Document text.
Activity of matrix remodeling enzymes
The levels of protein expression and activity of MMP-7 were quantified (Figure 5). According to both measures, MMP-7 was produced only by CSCC7 cells. In direct co-culture, pro-MMP-7 activity and protein production were enhanced only in the presence of NFs (Figure 5A). Neither MMP2 nor MMP-9 activity was detected in tumor cells (Figure 5A and 5C-D).
Expression of ECM binding membrane proteins and receptors
Integrins α6 and β4 were found exclusively on tumor cells. Integrins αv, β1 and β3 were present both on fibroblasts and tumor cells (Figure 6). The presence of TF cells stimulated the expressions of integrin α6 and β4 as well as integrin αv, β1 and β3 (Figure 6B).
In addition to integrins, the standard form of CD44, another ECM binding receptor, was able to form a complex with MMP-7 as detected by immunocytochemistry. As also shown by immunohistochemistry (Figure 7), tumor cells expressed ample amounts of CD44 on their surface. CD44 was found to be shed actively into the medium as a result of co-culture with NFs (Figure 4D).
The immunocytochemical staining of the integrin stabilizing cell surface protein CD151 is shown in Figure 7. Strong staining was detected between tightly packed CSCC7 cells in tumor nests, which faded on the surface of scattered tumor cells separated by TF cells in direct co-culture.
Invasion and migration
In addition to fibroblasts, tumor cells were found to adhere and start to proliferate in the primary cell cultures established from tissue explants. Since a prerequisite for tumor cell survival and growth is the prior lawn formation of fibroblasts, the tumor cells in these cultures were easily distinguishable from other cells owing to the fact that immune cells do not survive cultivation, so they could be excluded. Benign cells, like fibroblasts do not grow on top of each other, this is a characteristic feature of malignant cells. The morphological finding of cells spreading on the fibroblast lawn clearly corresponded to cancer cells by reason of their variable sizes and irregular features, large nuclei, prominent nucleoli, decreased cytoplasm/nucleus ratio all of which are the criteria of malignancy. In addition, vimentin and pan-cytokeratin staining served to differentiate between cell types, corroborating our morphological observations, which imply that the presence of tumor-associated fibroblasts is a fundamental requirement for the growth of tumor cells. Instead of node formation, single tumor cells were seen to spread and migrate on top of the fibroblast layer (Figure 9A). A similar phenomenon was observed when CSCC7 cells were seeded on top of a confluent sheet of tumorous fibroblasts, inhibited by mitomycin C to grow. In these cases tumor cells failed to form groups, preferring rather to dwell and migrate in the form of single cells (Figure 9B).

Provided information.
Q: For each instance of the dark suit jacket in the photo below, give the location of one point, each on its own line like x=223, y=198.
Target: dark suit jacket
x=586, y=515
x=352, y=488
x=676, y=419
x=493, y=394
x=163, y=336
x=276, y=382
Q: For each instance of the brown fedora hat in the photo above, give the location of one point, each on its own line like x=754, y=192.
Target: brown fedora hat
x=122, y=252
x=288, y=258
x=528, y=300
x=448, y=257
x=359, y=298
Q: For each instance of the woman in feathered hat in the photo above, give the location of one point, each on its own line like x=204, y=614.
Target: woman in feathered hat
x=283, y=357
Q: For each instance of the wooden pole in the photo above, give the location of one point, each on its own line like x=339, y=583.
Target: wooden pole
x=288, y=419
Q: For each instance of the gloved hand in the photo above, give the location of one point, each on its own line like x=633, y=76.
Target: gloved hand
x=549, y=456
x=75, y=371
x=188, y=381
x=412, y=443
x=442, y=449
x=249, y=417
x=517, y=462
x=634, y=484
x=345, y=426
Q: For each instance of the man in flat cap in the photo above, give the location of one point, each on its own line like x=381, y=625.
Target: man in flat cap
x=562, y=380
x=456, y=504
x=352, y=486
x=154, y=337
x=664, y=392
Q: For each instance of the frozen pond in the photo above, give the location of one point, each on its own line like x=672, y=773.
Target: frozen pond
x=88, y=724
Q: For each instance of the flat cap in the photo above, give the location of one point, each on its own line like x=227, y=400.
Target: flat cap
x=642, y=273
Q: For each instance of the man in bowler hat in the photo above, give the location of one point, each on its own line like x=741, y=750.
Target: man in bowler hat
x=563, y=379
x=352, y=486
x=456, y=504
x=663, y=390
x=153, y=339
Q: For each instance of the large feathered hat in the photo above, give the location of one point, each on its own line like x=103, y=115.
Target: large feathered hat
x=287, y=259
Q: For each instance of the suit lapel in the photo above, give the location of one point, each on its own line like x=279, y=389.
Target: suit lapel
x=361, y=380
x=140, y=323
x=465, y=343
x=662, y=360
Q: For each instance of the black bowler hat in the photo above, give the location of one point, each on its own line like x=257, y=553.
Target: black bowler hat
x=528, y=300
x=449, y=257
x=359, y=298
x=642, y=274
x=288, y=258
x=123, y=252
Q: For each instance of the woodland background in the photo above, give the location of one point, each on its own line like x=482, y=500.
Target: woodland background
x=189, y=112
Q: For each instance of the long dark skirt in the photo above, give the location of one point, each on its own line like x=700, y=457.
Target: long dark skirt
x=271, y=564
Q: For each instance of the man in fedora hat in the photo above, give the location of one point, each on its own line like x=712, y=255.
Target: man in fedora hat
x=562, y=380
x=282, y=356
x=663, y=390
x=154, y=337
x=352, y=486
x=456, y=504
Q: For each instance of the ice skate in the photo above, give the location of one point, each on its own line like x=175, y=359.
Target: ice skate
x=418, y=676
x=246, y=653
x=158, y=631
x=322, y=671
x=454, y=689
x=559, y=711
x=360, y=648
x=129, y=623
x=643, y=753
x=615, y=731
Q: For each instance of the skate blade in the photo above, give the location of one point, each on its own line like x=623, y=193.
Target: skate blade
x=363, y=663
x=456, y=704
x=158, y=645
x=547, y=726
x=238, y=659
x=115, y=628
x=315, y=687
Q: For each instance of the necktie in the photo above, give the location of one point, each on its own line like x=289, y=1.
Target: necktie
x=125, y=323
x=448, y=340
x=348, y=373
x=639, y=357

Tasks and exercises.
1. Answer these questions using the passage on tumor cells and fibroblasts.
(a) Which cells produced MMP-7?
(b) Which integrins were found only on tumor cells?
(c) Which two stains helped distinguish between cell types?
2. Proceed with the passage on tumor cells and fibroblasts, writing on from its final sentence.

Answers to each task.
1.
(a) CSCC7 cells
(b) Integrins α6 and β4
(c) Vimentin and pan-cytokeratin

2.
To identify the most potent chemoattractant for tumor cell migration, mitomycin C treated CSCC7 cells were allowed to migrate toward various chemoattractants in a Boyden chamber for 24 h. The medium, conditioned by co-cultured cells, attracted tumor cell migration very inefficiently. Laminin-1 proved to be the strongest chemoattractant, as the number of tumor cells migrating towards laminin-1 increased by 2.7-fold as compared with fibronectin (Mann Whitney test: p < 0.0001) (Figure 9C).
The tumor microenvironment plays a pivotal role in the behavior of cancer . To identify the characteristic changes of ECM as a result of tumor-matrix interactions we established a tissue microarray from cervical cancer specimens. One of the most striking changes noticeable after cancerous transformation was the upregulation and redistribution of laminin-1, depositing not only into basement membranes, but also into the fibrillar connective tissue. In line with this observation, SMA revealed strong stromal positivity, indicating the presence of activated myofibroblasts that are the major producers of ECM in the stroma . In support of earlier findings, laminin-5 resided in the cytoplasm of cancer cells .
To obtain more information about the functions shared between fibroblasts and tumor cells, we established fibroblast cultures from tumor free cervix (normal fibroblasts) and tumorous parts of surgically removed cancerous uterine cervix (considered as tumor-associated fibroblasts). An established HPV16 positive cervical cancer cell line, CSCC7, served as the tumorous variance .
When grown alone, comparison of NF and TF cells showed NFs to predominantly synthesize components of the interstitial matrix, such as fibronectin and type I and III collagens. When placed into direct co-culture, only NFs were able to stimulate cancer cells to produce TGF-β1 and MMP-7, factors needed for proliferation and local invasion . The conditioned medium of NFs but not TFs was capable of stimulating the proliferation of tumor cells.
Compared to NFs, TFs were reprogrammed to produce increased amounts of laminin-α1 and -β1. These are components of laminin-111 known to be implicated in cancer progression, which contain peptide sequences active in proliferation, angiogenesis and metastasis . Furthermore, TF synthesized a smaller amount of type IV collagen, a protein which is prerequisite for the formation of natural basement membranes. The secretion of fibrillar matrix components was found to be decreased.
Direct co-culture of tumor cells with TFs resulted in the further increase of laminin-1 and perlecan and a decrease in type IV collagen secretion. Thus, it appears that cervical cancer cells are in need of a laminin-rich fibrillar matrix for their invasion, creating an imbalance between components of basement membrane molecules. The fact that laminin-α1 and -β1 production stayed low when TFs were growing in indirect co-culture indicates that direct contact with tumor cells is needed for the enhancement of laminin synthesis. On the contrary, tumor cells were found to be capable of maintaining high laminin synthesis under such conditions, compensating for the low production of fibroblasts.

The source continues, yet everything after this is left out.